■ **INSTRUCTIONS TO FOLLOW**: Extend the news article below about the Carnegie Mellon study of brain activity during Harry Potter reading, starting after its final sentence.
*** EXCERPTED TEXT
Reading Harry Potter provides clues to brain activity, CMU researchers say
Reading sets off a flurry of brain activity, and Carnegie Mellon University researchers are using Harry Potter books to better understand what happens when we connect words and phrases with the ideas, representations and interpretations associated with them.
In research published Wednesday in the scientific journal PLoS ONE, a team led by computer scientist Tom Mitchell of Carnegie Mellon’s Machine Learning Department shows that when a person reads a story, different parts of the brain handle the elements that go into processing what is read.
Their approach is being lauded as a more realistic way to unravel the mysteries of the mind. Leila Wehbe, the graduate student who conducted much of the research, said those methods could reveal what’s happening in the brains of poor readers and people with dyslexia.
“It’s nice to study language in the same way you use it in everyday life,” said Wehbe. “When you do something as complicated as reading, you see the letter, identify the words, find the meaning of the words in the memory, form sentences and follow the story. Different regions of your brain are processing these different properties,” she said.
To do the study, the team placed eight volunteers in a functional MRI machine with a screen that allowed them to read a passage from Chapter 9 of “Harry Potter and the Sorcerer’s Stone” quickly but one word at a time.
As participants read about Harry getting double-crossed by Draco Malfoy or learning that he has natural Quidditch skills, the MRI measured blood flow to various parts of the person’s brain.
Comparing which parts of the brain were active with a version of the text that was annotated with all the different aspects of reading comprehension, the researchers were able to pinpoint different areas of the brain that register syntax, how words and phrases make up a sentence and semantics, the meaning of those words and phrases.
******
*** SUPPLIED MATERIAL
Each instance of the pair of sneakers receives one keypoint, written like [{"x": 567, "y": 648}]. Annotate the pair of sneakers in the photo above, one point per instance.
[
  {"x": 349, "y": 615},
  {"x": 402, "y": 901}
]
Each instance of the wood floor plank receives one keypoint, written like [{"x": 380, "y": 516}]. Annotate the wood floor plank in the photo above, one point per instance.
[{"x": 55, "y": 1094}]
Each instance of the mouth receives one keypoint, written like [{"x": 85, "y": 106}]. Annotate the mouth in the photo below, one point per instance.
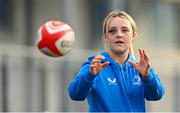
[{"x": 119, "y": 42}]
******
*** SUPPLIED MATERIAL
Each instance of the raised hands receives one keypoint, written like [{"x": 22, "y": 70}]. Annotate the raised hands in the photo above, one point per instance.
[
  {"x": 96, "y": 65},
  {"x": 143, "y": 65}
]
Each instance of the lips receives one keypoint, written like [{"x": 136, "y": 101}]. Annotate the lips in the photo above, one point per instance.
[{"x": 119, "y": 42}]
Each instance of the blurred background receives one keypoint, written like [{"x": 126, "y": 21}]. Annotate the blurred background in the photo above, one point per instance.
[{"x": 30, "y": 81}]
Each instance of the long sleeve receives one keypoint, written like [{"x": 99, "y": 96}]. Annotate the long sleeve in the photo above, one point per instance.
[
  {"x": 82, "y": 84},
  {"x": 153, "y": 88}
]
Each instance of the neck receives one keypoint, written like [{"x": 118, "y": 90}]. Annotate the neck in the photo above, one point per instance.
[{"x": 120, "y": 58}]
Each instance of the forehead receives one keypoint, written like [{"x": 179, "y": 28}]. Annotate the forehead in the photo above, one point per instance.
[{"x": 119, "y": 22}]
******
■ **ANSWER**:
For example, regions of the right temporo-parietal cortex, an area near the back of the brain, were active when readers were determining sentence length.
These regions also are associated with verbal memory and are more active in people who are good readers.
As subjects read about characters moving in the story, the posterior temporal cortex/angular gyrus, also located in the back of the brain, was active. This is the same area that is active when we actually see and understand that something is moving, said Wehbe.
Other researchers say Carnegie Mellon’s method of natural reading has potential. It’s been used to understand how vision leads to interpretation using movies rather than images.
“I think this is a very promising approach,” said Evelina Fedorenko, an assistant professor of psychiatry at Massachusetts General Hospital who studies language using functional MRI.
She said it’s been a challenge in neuroscience to understand which parts of the brain lead to comprehension and understanding of what we read, view and hear.
“High-level regions care about meaning,” she said. “There’s a lot of open questions.”
The next steps for the Mitchell research team are to do the same study on more subjects and to start looking at the brains of people with reading disorders, said Wehbe.
Given the popularity of the Harry Potter books, finding volunteers may not be a problem.